Labeled-object pointing entries
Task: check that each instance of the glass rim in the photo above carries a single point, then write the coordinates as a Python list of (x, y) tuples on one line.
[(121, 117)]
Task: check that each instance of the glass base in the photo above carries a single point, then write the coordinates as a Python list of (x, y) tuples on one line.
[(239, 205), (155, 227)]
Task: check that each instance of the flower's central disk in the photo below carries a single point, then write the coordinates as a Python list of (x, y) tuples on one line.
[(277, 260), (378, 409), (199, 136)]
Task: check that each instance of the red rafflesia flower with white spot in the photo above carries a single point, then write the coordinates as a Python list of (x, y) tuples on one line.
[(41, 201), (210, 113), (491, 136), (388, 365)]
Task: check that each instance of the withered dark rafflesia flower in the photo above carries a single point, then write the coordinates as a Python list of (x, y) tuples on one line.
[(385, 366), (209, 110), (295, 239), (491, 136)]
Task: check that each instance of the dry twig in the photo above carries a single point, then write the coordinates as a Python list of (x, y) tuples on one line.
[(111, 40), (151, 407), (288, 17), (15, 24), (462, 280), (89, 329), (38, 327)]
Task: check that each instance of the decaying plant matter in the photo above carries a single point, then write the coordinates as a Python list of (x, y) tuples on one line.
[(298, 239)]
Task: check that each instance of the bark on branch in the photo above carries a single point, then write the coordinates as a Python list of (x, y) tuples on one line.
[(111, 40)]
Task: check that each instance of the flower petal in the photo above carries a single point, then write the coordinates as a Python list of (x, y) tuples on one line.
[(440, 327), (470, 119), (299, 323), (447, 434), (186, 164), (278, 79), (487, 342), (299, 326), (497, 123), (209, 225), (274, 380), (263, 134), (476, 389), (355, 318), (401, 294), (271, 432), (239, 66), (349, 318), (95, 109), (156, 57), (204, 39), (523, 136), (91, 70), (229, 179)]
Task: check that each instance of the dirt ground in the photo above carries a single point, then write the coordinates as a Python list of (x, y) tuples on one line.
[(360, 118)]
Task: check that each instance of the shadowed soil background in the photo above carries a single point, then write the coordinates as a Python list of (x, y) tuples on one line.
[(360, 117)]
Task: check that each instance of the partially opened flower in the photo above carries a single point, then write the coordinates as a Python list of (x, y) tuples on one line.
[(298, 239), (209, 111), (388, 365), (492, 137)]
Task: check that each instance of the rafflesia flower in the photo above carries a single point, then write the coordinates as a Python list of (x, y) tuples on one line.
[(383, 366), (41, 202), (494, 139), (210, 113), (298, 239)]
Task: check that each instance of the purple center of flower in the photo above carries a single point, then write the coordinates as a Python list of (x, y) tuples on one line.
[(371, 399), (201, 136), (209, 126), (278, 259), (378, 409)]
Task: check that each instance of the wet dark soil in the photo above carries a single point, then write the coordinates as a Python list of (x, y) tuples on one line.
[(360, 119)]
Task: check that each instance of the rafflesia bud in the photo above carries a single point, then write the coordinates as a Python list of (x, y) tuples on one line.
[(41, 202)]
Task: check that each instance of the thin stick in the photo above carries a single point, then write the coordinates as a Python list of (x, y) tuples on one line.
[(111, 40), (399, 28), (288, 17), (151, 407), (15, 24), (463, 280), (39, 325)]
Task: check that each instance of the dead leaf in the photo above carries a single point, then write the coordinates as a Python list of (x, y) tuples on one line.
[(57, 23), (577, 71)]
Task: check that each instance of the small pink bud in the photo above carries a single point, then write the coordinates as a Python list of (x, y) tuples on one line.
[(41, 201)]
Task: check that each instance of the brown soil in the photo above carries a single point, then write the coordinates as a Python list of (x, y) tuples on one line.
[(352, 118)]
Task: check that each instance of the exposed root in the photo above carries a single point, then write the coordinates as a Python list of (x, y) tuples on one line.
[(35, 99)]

Short problem: Convert all the items above into a numbered list, one line per entry, with any blank lines omitted.

Answer to this exercise:
1. Task: check that each instance of the glass rim in the photo above carries a single point, then write the coordinates as a Python list of (x, y) tuples on one line.
2. [(121, 117)]
3. Task: check that each instance of the glass base in the photo above carries a single point, then write the coordinates as a Python list of (x, y) tuples on one line.
4. [(239, 205), (155, 227)]
5. Task: check that each instance of the flower's central disk in the photo below carries a single point, then write the coordinates as a Python list of (x, y) tuples on one line.
6. [(277, 260), (378, 409), (199, 136)]
7. Task: check that each instance of the red rafflesia flower with white spot in the photo above carries a single point, then write the coordinates as a Python list of (x, y) tuples on one line.
8. [(41, 201), (210, 113), (491, 136), (388, 365)]
9. Task: check that each instance of the withered dark rafflesia flower in the photo above carries a single point, then write the coordinates as a Python list of (x, y) tuples on one line.
10. [(385, 366), (209, 110), (295, 239), (491, 136)]
11. Task: check that each instance of the dry twig in the photo above carries a single point, then write the coordinates as a Python list of (x, y) tuples on one line.
12. [(111, 40), (151, 407), (288, 17), (15, 24), (462, 280), (89, 329), (38, 327)]
13. Task: check that each instance of the decaying plant matter in the photo above carries a single point, then write the coordinates as a Python list of (x, y) tuples on one line.
14. [(298, 239)]
15. Task: check that each instance of the bark on branch in the photo above carries a single point, then write the coordinates as a Python list of (x, y) tuples on one line.
16. [(111, 40)]
17. Task: check that each instance of the flower petal in the photo above carries a single point, then write the coordinates as a Python list of (x, y) tuples on one line.
18. [(440, 327), (470, 119), (299, 323), (447, 434), (186, 164), (278, 79), (487, 342), (299, 326), (497, 123), (209, 225), (274, 380), (263, 134), (476, 389), (355, 318), (401, 294), (271, 432), (239, 66), (349, 318), (95, 109), (156, 57), (204, 39), (523, 136), (91, 70), (229, 179)]
19. Task: check that each instance of the dirt ground in the photo above carries a single point, then write the coordinates as a Python list of (x, y) tuples on one line.
20. [(360, 118)]
21. Task: check that each instance of the shadowed soil background in the photo above carries a single point, then write the coordinates as a Python list of (x, y) tuples on one line.
22. [(360, 117)]
23. Task: check that each instance of the partially opened flower in the photo above carries a single point, then write the coordinates as a Python list of (x, y) tuples on one line.
24. [(298, 239), (209, 111), (388, 365), (492, 137)]
25. Task: check that each instance of the rafflesia flower in the photo above carries a single point, then write the coordinates as a Python list of (x, y) tuples on one line.
26. [(383, 366), (41, 202), (494, 139), (210, 113), (298, 239)]
27. Task: check that each instance of the purple center of flower in the photo above carries a single point, then write the coordinates as a Python list of (x, y) tuples on one line.
28. [(371, 399), (201, 136), (209, 126), (278, 259), (378, 409)]
29. Task: check that each instance of the wet dark soil in the photo above carries a single point, then write the coordinates as a Python list of (x, y) tuples on one line.
30. [(360, 119)]
31. Task: check that each instance of the rafflesia bud in the photo above carries a single point, then write the coordinates as a Python list of (x, y) tuples on one line.
32. [(41, 202)]
33. Task: check that each instance of the thin stick in the photo above carries a single point, then write the coordinates as a Python list of (x, y) tuples on one line.
34. [(111, 40), (399, 28), (288, 17), (151, 407), (15, 24), (463, 280), (39, 325)]
35. Task: check that each instance of the dead leaf in the photo above carries a single point, then write the coordinates as a Python list of (x, y) tuples on one line.
36. [(57, 23), (577, 71)]
37. Task: check that each instance of the small pink bud in the photo above carries a single point, then write the coordinates as a Python list of (x, y) tuples on one line.
38. [(41, 201)]
39. Task: check that each instance of the brown soil in the photo above carries a single point, then write the coordinates as a Python list of (x, y) tuples on one line.
40. [(352, 118)]
41. Task: check that each instance of the exposed root in the photo above carries a single point, then write the coordinates as a Python list of (x, y) tuples on one line.
42. [(35, 99)]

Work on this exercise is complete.